**WHAT YOU NEED TO DO:** Copy out each line of the material below with no changes.

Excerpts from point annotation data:
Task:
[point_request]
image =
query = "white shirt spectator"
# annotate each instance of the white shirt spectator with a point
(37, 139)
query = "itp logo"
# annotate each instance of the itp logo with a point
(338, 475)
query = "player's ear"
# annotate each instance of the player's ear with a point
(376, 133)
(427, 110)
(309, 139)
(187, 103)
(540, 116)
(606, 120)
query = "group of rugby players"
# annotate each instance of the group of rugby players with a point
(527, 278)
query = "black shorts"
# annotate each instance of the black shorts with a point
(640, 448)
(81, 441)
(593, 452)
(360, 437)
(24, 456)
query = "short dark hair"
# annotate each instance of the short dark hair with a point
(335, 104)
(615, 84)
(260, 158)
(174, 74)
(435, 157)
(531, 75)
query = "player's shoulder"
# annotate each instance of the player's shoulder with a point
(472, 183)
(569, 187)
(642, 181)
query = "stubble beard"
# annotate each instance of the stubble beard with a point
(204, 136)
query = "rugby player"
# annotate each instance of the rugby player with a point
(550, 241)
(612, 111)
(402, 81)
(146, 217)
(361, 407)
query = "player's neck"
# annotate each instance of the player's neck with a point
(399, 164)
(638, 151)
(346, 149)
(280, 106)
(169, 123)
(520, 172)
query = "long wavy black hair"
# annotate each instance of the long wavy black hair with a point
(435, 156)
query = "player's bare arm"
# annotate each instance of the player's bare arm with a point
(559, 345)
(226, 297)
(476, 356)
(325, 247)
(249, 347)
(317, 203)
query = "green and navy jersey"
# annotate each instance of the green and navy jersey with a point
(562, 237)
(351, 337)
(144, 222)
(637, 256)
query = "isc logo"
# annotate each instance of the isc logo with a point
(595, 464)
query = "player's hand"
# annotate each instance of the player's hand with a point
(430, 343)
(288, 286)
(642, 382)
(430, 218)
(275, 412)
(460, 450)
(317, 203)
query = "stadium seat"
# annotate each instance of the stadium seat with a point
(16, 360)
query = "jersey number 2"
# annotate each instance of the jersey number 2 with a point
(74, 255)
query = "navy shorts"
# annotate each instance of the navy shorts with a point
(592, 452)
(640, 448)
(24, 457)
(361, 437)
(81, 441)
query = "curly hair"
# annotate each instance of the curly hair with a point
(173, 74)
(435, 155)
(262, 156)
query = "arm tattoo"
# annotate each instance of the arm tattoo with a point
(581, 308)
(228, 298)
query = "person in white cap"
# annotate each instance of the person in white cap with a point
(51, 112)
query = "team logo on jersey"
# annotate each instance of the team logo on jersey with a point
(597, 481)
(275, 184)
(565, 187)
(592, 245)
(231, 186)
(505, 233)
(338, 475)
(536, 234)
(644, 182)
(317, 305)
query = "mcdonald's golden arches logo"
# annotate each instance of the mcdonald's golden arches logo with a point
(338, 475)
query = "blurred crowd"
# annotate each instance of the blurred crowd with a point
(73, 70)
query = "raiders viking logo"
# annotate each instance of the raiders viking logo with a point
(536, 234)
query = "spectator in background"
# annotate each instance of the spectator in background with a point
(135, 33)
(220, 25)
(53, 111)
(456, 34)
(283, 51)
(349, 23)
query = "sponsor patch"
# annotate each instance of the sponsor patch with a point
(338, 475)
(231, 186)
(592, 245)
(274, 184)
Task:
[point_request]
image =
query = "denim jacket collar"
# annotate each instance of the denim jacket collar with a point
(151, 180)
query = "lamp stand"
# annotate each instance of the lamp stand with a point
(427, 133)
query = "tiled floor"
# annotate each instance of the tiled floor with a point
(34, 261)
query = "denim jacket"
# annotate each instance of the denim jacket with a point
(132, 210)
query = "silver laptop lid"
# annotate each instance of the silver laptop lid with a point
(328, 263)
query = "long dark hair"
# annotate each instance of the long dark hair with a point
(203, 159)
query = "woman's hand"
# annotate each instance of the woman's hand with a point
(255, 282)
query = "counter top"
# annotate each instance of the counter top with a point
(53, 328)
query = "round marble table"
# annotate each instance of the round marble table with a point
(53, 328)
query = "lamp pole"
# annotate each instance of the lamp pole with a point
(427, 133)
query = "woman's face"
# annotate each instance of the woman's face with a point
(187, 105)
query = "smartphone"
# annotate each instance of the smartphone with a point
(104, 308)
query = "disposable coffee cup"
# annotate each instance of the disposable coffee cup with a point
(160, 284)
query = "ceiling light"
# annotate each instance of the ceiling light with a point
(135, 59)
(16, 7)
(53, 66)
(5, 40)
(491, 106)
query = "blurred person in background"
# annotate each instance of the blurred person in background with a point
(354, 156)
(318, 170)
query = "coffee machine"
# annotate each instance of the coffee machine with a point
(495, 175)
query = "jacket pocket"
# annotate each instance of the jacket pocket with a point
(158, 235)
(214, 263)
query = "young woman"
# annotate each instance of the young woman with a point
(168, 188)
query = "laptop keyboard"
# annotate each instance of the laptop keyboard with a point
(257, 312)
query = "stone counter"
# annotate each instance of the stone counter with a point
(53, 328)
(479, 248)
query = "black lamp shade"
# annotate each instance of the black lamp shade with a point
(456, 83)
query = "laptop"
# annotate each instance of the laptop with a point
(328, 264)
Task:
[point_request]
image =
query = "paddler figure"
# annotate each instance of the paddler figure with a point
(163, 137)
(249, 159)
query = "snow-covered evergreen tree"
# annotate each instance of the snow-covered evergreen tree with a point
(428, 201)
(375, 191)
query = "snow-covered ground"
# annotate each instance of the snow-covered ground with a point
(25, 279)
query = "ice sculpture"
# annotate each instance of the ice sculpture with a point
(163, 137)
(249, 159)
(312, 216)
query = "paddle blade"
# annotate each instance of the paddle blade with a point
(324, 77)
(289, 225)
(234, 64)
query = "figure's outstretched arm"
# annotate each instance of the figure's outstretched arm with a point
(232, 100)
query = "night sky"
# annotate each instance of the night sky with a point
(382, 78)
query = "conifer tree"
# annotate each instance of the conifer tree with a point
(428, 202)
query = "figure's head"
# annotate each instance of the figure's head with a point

**FULL ANSWER:**
Task:
[point_request]
image =
query = "white shirt spectator"
# annotate each instance of the white shirt spectator with a point
(37, 139)
query = "itp logo"
# annotate each instance of the itp logo with a point
(338, 475)
query = "player's ear"
# annotate each instance of the player's ear with a point
(376, 133)
(427, 110)
(309, 139)
(187, 103)
(540, 116)
(606, 120)
query = "group of rugby players"
# annotate each instance of the group of rugby players with a point
(527, 278)
query = "black shorts"
# annotate each instance of the black shorts with a point
(640, 448)
(81, 441)
(593, 452)
(360, 437)
(24, 456)
query = "short dark hair"
# annotate each instance of the short dark hair with a point
(335, 104)
(615, 84)
(260, 158)
(174, 74)
(435, 157)
(531, 75)
query = "player's shoulder"
# annotate each instance of the player's shoulder with a point
(472, 183)
(569, 187)
(642, 181)
query = "stubble beard"
# annotate each instance of the stubble beard with a point
(204, 136)
query = "rugby player"
# annotate each instance of the rugby player with a point
(550, 241)
(612, 111)
(402, 81)
(146, 217)
(361, 407)
query = "player's neck"
# annotate each instance of the player's neck with a point
(399, 164)
(638, 151)
(346, 149)
(280, 106)
(169, 123)
(520, 172)
query = "long wavy black hair"
# annotate each instance of the long wavy black hair with a point
(435, 156)
query = "player's bare arm"
# annotate each instance of the player's bare arm with a point
(559, 345)
(226, 297)
(476, 356)
(325, 247)
(249, 347)
(317, 203)
query = "green and navy jersey"
# annotate each instance of the green and navy jersey with a point
(562, 237)
(351, 337)
(144, 222)
(637, 256)
query = "isc logo"
# annotate each instance of the isc logo with a point
(595, 464)
query = "player's hand"
# annotate each instance of the player's hand with a point
(430, 343)
(288, 286)
(642, 382)
(430, 218)
(275, 412)
(460, 450)
(317, 203)
query = "stadium seat"
# annotate each instance of the stadium seat with a point
(16, 360)
query = "jersey number 2"
# annotate each instance of the jersey number 2 with a point
(74, 255)
query = "navy shorts"
# annotate each instance of the navy shorts with a point
(592, 452)
(640, 448)
(24, 457)
(361, 437)
(81, 441)
query = "curly hair"
# annotate each instance of the curly hair with a point
(173, 74)
(435, 155)
(262, 156)
query = "arm tattoo"
# annotate each instance of the arm tattoo with a point
(581, 308)
(228, 298)
query = "person in white cap"
# annotate each instance of the person in white cap with a point
(51, 112)
query = "team logo on jersey"
# annotate each instance of the team logo on jersey with a point
(597, 481)
(275, 184)
(565, 187)
(592, 245)
(231, 186)
(505, 233)
(338, 475)
(536, 234)
(644, 182)
(317, 305)
query = "mcdonald's golden arches logo"
# annotate each instance of the mcdonald's golden arches logo with a point
(338, 475)
query = "blurred crowd"
# annotate each instance of the blurred crowd with a point
(73, 70)
query = "raiders viking logo"
# annotate each instance of the raiders viking logo with a point
(536, 234)
query = "spectator in background"
# annotate each instance of the spectator in background with a point
(135, 33)
(220, 25)
(53, 111)
(456, 34)
(283, 51)
(349, 23)
query = "sponsor patch"
# annotate each instance of the sponsor patch with a point
(338, 475)
(231, 186)
(592, 245)
(274, 184)
Task:
[point_request]
image =
query = "denim jacket collar"
# annotate each instance of the denim jacket collar with a point
(151, 180)
query = "lamp stand"
# annotate each instance of the lamp stand with a point
(427, 133)
query = "tiled floor"
# annotate each instance of the tiled floor with a point
(34, 261)
query = "denim jacket"
# annotate each instance of the denim jacket with a point
(132, 210)
query = "silver laptop lid"
# annotate each instance of the silver laptop lid with a point
(328, 263)
query = "long dark hair"
# annotate each instance of the long dark hair with a point
(203, 159)
query = "woman's hand"
# annotate each instance of the woman's hand with a point
(255, 282)
query = "counter top"
# annotate each instance of the counter top with a point
(53, 328)
query = "round marble table"
# annotate each instance of the round marble table with a point
(53, 328)
query = "lamp pole"
# annotate each instance of the lamp pole with a point
(427, 133)
query = "woman's face"
# annotate each instance of the woman's face with a point
(187, 105)
query = "smartphone"
# annotate each instance of the smartphone with a point
(104, 308)
query = "disposable coffee cup"
# annotate each instance of the disposable coffee cup with a point
(160, 284)
query = "ceiling light"
# annotate each instance of the ceiling light with a point
(135, 59)
(16, 7)
(53, 66)
(5, 40)
(491, 106)
query = "blurred person in background"
# annotate each instance of the blurred person in background with a point
(354, 156)
(318, 170)
query = "coffee machine"
# annotate each instance of the coffee machine with a point
(495, 175)
query = "jacket pocket"
# annotate each instance of the jacket pocket with a point
(158, 235)
(214, 263)
query = "young woman"
# annotate each instance of the young woman with a point
(168, 188)
query = "laptop keyboard"
# annotate each instance of the laptop keyboard with a point
(257, 312)
query = "stone counter"
# annotate each instance of the stone counter with a point
(53, 328)
(479, 248)
query = "black lamp shade"
# annotate each instance of the black lamp shade with a point
(456, 83)
query = "laptop"
# annotate each instance of the laptop with a point
(328, 264)
Task:
[point_request]
image =
query = "paddler figure"
# annotate each instance of the paddler figure with a point
(163, 137)
(249, 159)
query = "snow-covered evergreen tree"
# annotate each instance of the snow-covered evergreen tree with a point
(428, 201)
(375, 191)
query = "snow-covered ground"
# annotate each instance of the snow-covered ground with a point
(25, 279)
query = "ice sculpture"
# annotate each instance of the ice sculpture with a point
(163, 137)
(249, 159)
(312, 216)
query = "paddle blade"
# annotate each instance of the paddle blade with a point
(324, 77)
(289, 225)
(234, 64)
query = "figure's outstretched arm"
# annotate each instance of the figure's outstretched arm with a point
(232, 100)
query = "night sky"
# annotate each instance of the night sky with a point
(382, 78)
query = "conifer tree"
# annotate each instance of the conifer tree with a point
(428, 202)
query = "figure's head"
# annotate each instance of the figure's head with a point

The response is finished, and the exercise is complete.